Segmentation dataset records
+++++
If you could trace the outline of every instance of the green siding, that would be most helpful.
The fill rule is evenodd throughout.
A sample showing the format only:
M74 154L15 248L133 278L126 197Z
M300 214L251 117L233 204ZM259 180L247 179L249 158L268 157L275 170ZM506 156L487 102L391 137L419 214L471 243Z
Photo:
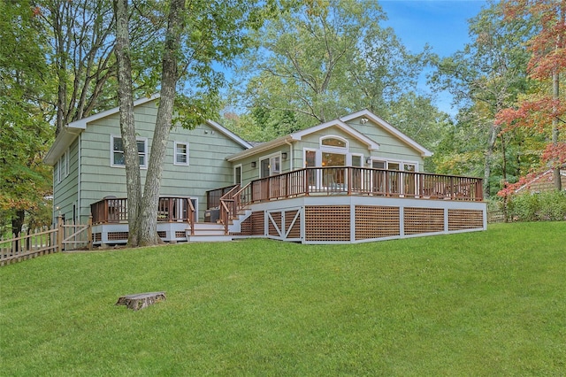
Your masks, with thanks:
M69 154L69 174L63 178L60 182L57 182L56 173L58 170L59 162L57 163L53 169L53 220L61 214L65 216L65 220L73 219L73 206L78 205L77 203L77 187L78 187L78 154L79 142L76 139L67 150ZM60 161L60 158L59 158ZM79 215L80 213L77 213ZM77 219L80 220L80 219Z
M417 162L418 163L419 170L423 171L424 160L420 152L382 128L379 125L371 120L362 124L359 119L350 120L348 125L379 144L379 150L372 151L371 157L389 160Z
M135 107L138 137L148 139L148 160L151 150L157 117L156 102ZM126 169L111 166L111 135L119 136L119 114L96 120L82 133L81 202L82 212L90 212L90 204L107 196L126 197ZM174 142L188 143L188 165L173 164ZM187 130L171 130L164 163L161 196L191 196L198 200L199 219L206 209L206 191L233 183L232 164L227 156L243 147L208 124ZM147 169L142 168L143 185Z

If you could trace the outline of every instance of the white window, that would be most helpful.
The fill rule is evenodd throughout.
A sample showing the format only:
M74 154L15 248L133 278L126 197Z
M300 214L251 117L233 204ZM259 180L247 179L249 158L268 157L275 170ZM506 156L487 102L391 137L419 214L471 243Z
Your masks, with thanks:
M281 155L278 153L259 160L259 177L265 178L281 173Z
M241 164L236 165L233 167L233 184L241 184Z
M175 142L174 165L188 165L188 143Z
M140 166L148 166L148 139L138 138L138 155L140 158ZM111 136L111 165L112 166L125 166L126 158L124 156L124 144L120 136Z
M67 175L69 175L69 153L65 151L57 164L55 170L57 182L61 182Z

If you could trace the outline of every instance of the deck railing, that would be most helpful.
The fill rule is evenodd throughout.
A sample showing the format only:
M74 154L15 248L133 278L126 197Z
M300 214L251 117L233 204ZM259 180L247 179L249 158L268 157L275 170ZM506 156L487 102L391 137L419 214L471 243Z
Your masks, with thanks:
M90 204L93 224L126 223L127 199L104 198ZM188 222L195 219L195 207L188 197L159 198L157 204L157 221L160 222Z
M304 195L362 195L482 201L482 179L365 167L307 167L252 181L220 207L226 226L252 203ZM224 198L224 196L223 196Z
+++++
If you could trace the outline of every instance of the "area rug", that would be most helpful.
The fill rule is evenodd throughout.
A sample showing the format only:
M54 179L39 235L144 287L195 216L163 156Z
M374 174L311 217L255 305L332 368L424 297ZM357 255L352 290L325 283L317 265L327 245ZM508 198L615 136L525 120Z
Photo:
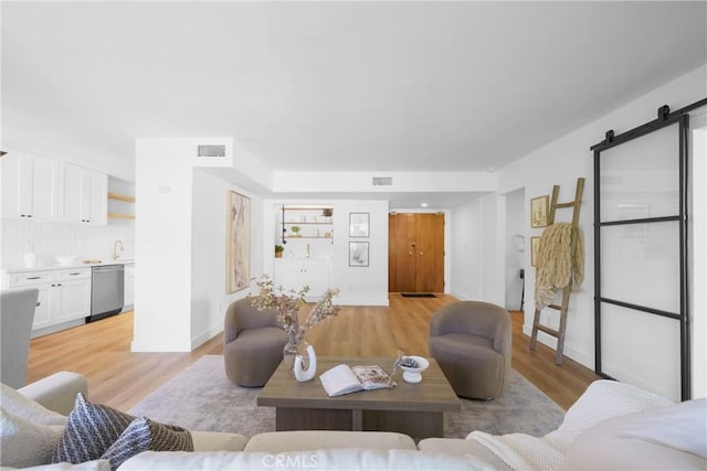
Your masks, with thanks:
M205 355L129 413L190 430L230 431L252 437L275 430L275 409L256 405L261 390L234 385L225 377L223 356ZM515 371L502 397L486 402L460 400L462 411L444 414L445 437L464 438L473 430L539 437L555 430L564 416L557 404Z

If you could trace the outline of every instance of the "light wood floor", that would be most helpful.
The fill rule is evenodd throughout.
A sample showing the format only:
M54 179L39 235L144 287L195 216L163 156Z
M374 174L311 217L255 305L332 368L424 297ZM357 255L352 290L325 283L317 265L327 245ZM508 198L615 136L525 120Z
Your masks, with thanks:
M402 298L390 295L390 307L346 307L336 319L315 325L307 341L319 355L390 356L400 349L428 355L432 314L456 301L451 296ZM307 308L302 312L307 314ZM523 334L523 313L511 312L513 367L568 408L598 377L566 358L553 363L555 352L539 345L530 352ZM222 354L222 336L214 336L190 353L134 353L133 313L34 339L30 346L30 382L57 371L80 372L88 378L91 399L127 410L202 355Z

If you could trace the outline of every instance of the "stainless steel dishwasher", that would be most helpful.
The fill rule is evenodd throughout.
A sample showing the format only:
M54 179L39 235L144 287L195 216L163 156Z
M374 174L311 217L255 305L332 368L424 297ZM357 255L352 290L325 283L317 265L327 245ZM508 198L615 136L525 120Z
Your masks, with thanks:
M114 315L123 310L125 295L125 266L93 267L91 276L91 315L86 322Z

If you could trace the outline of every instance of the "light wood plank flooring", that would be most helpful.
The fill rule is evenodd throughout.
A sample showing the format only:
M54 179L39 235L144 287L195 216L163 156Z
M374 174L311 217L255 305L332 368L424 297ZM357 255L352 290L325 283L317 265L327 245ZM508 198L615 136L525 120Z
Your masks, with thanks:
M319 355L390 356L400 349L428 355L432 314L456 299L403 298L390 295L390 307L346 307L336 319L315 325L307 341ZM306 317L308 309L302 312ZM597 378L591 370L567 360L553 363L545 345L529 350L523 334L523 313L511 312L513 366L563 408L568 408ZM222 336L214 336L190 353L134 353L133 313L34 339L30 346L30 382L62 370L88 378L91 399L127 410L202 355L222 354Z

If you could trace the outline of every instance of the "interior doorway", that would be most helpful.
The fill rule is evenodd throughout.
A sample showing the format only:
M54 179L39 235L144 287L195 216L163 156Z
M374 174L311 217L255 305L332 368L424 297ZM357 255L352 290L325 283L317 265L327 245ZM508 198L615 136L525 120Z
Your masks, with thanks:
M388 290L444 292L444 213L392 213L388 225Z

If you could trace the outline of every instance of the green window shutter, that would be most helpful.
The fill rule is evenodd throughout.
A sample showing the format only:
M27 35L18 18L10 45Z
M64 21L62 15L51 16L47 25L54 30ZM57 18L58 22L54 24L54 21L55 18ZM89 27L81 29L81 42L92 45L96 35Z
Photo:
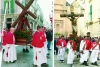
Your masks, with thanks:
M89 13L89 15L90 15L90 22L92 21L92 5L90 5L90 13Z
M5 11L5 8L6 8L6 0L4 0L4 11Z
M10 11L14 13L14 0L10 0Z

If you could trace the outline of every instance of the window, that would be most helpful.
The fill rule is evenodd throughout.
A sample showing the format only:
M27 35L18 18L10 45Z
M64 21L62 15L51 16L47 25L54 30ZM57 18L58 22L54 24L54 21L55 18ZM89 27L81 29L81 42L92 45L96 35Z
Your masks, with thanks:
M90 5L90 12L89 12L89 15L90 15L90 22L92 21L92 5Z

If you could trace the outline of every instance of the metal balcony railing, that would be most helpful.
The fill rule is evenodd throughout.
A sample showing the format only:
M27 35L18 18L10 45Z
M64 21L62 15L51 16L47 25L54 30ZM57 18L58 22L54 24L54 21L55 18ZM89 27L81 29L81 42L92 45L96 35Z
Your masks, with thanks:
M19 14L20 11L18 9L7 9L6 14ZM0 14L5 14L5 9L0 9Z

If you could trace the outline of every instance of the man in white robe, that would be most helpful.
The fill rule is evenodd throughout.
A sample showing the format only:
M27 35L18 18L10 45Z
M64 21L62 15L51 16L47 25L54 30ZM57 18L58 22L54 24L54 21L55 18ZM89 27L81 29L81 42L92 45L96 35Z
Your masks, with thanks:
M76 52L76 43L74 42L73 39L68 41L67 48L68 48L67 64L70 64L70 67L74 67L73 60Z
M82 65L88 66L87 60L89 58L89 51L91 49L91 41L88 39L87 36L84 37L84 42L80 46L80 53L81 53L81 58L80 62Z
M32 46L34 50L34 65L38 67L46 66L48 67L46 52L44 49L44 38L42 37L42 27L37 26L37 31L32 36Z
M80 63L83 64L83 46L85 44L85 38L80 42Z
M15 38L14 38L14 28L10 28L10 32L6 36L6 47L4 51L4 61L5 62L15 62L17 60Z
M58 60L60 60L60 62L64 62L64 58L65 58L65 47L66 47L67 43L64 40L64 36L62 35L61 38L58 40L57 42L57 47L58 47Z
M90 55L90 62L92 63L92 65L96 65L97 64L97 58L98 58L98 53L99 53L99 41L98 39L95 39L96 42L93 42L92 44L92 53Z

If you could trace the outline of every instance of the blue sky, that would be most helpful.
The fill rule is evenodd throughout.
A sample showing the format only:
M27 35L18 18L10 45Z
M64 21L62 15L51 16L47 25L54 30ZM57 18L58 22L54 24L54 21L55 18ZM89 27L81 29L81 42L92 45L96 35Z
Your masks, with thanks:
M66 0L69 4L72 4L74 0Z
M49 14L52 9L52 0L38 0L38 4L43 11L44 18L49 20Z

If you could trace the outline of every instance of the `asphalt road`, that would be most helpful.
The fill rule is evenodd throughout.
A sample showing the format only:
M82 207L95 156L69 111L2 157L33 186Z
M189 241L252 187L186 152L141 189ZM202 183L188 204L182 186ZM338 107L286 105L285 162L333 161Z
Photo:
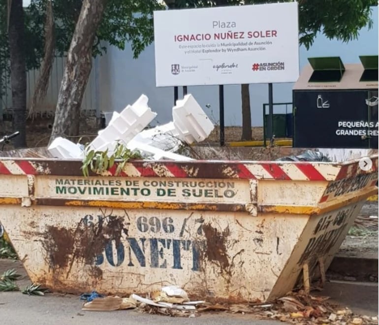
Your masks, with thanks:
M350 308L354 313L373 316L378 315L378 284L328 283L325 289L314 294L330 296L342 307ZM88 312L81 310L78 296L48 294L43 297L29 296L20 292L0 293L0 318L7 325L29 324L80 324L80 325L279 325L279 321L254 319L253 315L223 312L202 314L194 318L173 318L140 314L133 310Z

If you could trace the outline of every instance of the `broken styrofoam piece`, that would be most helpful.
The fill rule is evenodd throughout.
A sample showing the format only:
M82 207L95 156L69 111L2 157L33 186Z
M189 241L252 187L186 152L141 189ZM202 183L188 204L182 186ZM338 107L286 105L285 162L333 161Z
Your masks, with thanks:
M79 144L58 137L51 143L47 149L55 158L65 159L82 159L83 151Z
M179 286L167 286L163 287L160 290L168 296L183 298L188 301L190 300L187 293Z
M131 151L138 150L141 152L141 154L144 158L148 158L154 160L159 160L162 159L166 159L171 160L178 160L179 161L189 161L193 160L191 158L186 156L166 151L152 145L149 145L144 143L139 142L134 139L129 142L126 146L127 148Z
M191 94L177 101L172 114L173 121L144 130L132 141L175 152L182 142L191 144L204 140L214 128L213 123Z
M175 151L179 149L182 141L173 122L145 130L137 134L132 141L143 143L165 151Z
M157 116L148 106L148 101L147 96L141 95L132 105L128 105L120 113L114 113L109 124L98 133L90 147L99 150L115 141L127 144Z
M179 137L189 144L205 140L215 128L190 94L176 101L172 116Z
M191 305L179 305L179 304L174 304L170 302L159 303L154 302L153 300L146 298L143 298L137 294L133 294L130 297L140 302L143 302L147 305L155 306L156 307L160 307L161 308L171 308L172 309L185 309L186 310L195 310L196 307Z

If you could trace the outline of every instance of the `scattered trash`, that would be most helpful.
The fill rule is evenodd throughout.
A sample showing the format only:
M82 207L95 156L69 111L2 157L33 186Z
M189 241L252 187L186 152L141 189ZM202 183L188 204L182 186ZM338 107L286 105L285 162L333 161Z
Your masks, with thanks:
+++++
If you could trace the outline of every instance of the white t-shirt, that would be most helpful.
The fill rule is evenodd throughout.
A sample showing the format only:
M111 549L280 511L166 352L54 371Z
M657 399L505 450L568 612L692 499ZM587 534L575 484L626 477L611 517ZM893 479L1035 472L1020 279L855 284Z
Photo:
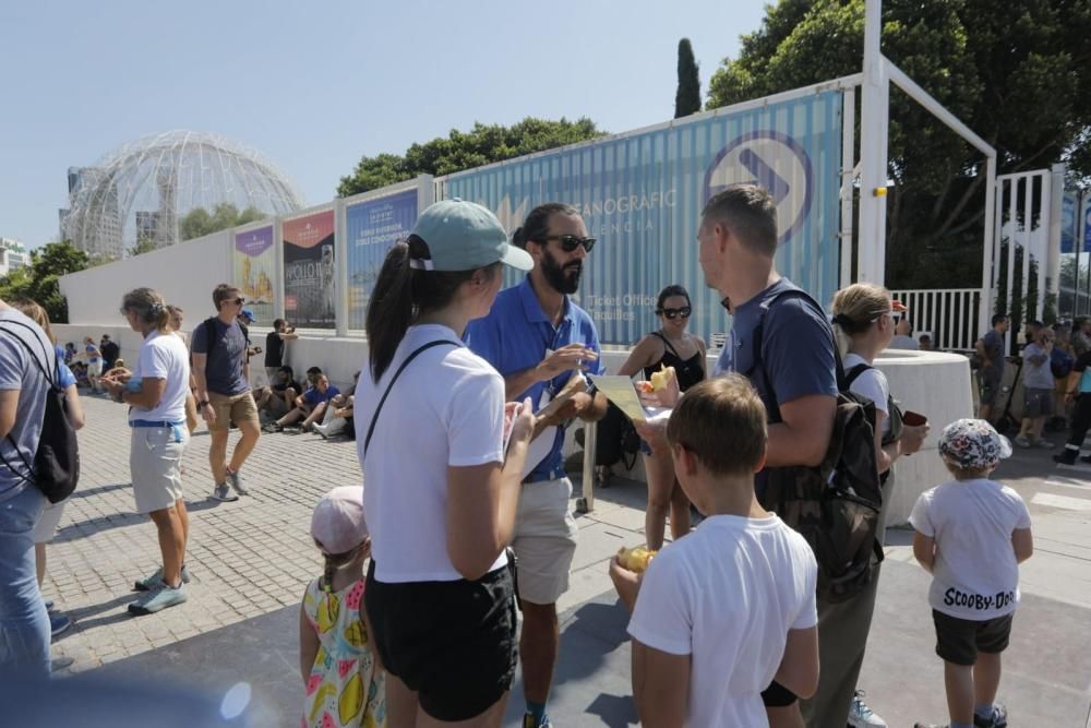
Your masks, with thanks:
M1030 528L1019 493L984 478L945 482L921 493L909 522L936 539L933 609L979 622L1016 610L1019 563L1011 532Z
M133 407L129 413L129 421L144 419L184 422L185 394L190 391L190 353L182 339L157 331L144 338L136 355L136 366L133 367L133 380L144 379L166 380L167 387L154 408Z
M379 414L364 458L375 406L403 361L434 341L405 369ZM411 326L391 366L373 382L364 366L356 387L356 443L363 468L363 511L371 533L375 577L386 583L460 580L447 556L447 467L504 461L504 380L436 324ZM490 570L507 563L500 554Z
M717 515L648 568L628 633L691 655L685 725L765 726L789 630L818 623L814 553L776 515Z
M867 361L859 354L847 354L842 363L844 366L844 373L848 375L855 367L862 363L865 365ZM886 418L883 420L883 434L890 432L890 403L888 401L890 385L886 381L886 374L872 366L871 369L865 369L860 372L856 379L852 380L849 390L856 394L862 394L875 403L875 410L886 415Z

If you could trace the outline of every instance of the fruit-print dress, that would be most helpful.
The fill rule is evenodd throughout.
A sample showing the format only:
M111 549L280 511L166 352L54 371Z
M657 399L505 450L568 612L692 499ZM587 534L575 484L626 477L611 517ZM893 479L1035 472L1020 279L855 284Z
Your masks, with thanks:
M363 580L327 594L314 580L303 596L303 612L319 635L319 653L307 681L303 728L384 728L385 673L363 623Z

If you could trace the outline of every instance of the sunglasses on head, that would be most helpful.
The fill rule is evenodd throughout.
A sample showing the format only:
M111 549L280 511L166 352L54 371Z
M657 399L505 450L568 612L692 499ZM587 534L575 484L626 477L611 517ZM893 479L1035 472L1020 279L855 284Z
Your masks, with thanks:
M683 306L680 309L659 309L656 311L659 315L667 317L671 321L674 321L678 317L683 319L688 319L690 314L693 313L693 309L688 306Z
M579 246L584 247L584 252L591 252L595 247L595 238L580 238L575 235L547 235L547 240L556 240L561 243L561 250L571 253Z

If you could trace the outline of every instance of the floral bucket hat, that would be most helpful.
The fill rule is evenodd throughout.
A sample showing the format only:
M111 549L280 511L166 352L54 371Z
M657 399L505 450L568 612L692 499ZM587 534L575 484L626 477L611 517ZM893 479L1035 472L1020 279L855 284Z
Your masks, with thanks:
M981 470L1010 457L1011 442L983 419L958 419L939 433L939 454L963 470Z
+++++
• _TASK TO CARRY OUT_
Turn everything in the records from the line containing "balcony railing, that would be most helpful." down to the line containing "M49 14L52 9L52 0L38 0L38 4L43 11L44 18L49 20Z" into a Markdown table, skipping blank lines. Use a column named Nr for the row number and a column named Line for the line itself.

• _FULL ANSWER_
| Nr | Line |
|---|---|
| 1 | If you could trace the outline of every instance of the metal balcony railing, that would be most helpful. |
| 2 | The fill rule is evenodd throughout. |
| 3 | A sample showing the format only: |
| 4 | M27 35L18 18L10 45Z |
| 5 | M64 21L62 15L51 16L47 25L54 30ZM57 18L58 22L54 24L54 21L55 18ZM89 27L81 29L81 42L92 45L96 35Z |
| 6 | Your masks, with thanks: |
| 7 | M19 14L20 11L18 9L7 9L6 14ZM0 14L5 14L5 9L0 9Z |
| 8 | If you could trace the outline of every instance of the man in white robe, that would be most helpful. |
| 9 | The fill rule is evenodd throughout. |
| 10 | A sample showing the format only: |
| 11 | M27 35L18 18L10 45Z |
| 12 | M64 21L62 15L51 16L47 25L54 30ZM57 18L58 22L54 24L54 21L55 18ZM89 27L81 29L81 42L92 45L96 35Z |
| 13 | Your masks, with thanks: |
| 14 | M76 52L76 43L74 42L73 39L68 41L67 48L68 48L67 64L70 64L70 67L74 67L73 60Z |
| 15 | M82 65L88 66L87 60L89 58L89 51L91 49L91 41L88 39L87 36L84 37L84 42L80 46L80 53L81 53L81 58L80 62Z |
| 16 | M32 46L34 50L34 65L38 67L46 66L48 67L46 52L44 49L44 38L42 37L42 27L37 26L37 31L32 36Z |
| 17 | M80 63L83 64L83 46L85 44L85 38L80 42Z |
| 18 | M15 38L14 38L14 28L10 28L10 32L6 36L6 47L4 51L4 61L5 62L15 62L17 60Z |
| 19 | M58 60L60 60L60 62L64 62L64 58L65 58L65 47L66 47L67 43L64 40L64 36L62 35L61 38L58 40L57 42L57 47L58 47Z |
| 20 | M90 55L90 62L92 63L92 65L96 65L97 64L97 58L98 58L98 53L99 53L99 41L98 39L95 39L96 42L93 42L92 44L92 53Z |
| 21 | If you could trace the outline of every instance of the blue sky, that would be most helpful. |
| 22 | The fill rule is evenodd throughout. |
| 23 | A sample showing the format only: |
| 24 | M27 35L18 18L10 45Z |
| 25 | M64 21L62 15L51 16L47 25L54 30ZM57 18L58 22L54 24L54 21L55 18ZM89 27L81 29L81 42L92 45L96 35Z |
| 26 | Your masks, with thanks: |
| 27 | M66 0L69 4L72 4L74 0Z |
| 28 | M49 14L52 9L52 0L38 0L38 4L43 11L44 18L49 20Z |